## Description of the task
From the listing below, copy out every line where the word "bare" appears.

====== Recorded data ======

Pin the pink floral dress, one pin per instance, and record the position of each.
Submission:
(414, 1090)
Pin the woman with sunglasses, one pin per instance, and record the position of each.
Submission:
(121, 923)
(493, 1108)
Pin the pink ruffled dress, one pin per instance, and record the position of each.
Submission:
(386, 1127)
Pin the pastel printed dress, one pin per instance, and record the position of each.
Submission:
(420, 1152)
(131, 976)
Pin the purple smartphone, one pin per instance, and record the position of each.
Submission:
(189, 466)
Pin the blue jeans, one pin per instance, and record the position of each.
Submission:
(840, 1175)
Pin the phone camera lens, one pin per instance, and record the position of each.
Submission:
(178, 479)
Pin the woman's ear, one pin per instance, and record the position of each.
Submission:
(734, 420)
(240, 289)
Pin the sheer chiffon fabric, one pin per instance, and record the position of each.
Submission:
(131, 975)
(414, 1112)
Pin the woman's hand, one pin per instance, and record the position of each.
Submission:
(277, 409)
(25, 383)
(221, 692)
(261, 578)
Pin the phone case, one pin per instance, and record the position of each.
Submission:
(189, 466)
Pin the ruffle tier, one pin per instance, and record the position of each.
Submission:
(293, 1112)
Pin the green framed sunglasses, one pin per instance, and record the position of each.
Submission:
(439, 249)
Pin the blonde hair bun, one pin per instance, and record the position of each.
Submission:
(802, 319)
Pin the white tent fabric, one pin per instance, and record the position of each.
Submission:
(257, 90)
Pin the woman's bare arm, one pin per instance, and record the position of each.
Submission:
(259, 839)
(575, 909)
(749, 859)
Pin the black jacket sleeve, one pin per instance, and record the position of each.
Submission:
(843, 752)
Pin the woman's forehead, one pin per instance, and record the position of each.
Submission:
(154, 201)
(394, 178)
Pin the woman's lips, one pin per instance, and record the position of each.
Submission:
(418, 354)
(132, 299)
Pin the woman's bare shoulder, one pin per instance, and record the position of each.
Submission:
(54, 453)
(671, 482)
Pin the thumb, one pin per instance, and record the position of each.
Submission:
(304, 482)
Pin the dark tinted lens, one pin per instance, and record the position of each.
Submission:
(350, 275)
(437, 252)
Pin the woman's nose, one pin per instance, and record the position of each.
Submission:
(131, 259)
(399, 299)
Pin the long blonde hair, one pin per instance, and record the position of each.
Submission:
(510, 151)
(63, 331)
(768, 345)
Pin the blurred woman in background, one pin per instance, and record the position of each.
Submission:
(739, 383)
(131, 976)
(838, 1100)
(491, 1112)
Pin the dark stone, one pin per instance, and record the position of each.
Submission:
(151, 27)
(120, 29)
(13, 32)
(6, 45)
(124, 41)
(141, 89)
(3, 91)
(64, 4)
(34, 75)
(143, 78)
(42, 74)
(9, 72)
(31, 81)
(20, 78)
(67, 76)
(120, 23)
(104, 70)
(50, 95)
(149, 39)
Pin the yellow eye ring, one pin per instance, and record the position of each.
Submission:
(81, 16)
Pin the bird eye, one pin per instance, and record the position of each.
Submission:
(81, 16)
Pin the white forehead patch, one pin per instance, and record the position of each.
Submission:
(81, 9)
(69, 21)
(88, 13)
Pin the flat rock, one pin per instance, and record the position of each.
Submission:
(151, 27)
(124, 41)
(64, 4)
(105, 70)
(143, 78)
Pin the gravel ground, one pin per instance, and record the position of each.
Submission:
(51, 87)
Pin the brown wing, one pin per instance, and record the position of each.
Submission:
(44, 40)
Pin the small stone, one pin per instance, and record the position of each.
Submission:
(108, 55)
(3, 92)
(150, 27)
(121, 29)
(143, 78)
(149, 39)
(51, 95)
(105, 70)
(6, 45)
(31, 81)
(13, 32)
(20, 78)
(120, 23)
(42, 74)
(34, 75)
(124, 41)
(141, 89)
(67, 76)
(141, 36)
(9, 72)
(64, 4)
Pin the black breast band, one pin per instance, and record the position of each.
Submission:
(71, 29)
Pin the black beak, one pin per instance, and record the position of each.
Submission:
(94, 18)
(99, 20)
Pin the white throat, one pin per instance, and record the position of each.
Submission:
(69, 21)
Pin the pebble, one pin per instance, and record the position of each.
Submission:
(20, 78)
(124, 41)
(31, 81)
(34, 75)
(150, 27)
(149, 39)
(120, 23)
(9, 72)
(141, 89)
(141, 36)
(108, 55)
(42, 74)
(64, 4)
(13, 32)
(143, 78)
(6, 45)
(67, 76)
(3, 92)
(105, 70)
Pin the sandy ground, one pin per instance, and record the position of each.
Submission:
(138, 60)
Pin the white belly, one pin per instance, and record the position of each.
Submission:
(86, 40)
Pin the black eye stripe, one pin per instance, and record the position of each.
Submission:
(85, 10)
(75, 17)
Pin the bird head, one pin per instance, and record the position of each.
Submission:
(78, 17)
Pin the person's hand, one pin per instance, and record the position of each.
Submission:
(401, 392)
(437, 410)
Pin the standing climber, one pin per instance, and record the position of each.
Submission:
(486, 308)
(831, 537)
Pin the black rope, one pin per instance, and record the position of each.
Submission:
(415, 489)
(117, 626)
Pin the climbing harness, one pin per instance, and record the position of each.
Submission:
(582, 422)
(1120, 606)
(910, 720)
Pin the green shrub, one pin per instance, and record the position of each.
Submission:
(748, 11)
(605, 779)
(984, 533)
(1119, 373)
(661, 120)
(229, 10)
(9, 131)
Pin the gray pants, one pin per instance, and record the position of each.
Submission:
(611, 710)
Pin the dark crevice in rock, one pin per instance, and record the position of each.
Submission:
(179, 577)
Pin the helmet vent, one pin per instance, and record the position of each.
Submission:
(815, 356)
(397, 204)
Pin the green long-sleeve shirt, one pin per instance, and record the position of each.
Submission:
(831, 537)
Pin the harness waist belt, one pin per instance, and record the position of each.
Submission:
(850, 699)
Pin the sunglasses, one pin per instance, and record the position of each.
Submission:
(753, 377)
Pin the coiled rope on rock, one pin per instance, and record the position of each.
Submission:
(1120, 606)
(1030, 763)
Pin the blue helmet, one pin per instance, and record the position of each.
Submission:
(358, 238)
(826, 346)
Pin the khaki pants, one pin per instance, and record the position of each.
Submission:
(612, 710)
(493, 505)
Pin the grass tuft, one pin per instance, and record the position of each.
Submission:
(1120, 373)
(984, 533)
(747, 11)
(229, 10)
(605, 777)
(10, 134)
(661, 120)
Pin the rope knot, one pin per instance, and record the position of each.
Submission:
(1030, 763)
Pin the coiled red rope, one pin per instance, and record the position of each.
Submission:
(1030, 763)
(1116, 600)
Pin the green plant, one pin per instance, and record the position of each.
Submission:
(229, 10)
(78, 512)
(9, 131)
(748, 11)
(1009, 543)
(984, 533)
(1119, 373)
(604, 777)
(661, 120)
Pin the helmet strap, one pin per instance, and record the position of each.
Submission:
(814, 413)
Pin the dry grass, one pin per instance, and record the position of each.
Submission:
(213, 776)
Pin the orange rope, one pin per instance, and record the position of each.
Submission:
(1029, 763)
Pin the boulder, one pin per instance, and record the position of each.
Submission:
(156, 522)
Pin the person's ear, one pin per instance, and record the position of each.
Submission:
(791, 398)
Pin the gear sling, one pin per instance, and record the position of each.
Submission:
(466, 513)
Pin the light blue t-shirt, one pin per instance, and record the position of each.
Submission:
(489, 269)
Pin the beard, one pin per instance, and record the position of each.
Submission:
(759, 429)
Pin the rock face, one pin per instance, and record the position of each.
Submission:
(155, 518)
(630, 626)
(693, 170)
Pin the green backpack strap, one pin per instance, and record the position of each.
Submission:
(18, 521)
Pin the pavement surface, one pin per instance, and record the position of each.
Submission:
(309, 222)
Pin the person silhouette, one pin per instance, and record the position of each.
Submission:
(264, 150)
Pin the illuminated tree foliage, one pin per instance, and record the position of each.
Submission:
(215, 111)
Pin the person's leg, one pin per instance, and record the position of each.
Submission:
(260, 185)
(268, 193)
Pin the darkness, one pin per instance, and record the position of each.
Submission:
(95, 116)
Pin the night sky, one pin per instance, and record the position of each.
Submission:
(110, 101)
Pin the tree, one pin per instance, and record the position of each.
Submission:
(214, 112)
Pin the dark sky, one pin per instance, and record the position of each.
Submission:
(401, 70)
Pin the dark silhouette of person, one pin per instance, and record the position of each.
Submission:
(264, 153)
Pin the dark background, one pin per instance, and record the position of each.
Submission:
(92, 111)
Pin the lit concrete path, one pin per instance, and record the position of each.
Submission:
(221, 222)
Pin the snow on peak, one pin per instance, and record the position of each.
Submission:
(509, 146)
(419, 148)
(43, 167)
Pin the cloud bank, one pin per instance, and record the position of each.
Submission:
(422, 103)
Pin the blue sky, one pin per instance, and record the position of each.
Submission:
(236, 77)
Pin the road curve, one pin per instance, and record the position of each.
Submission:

======

## Written solution
Pin the woman's bare arm, one pin per instance, and record the position of each.
Pin the woman's bare shoulder, one pin per instance, and record the position of each.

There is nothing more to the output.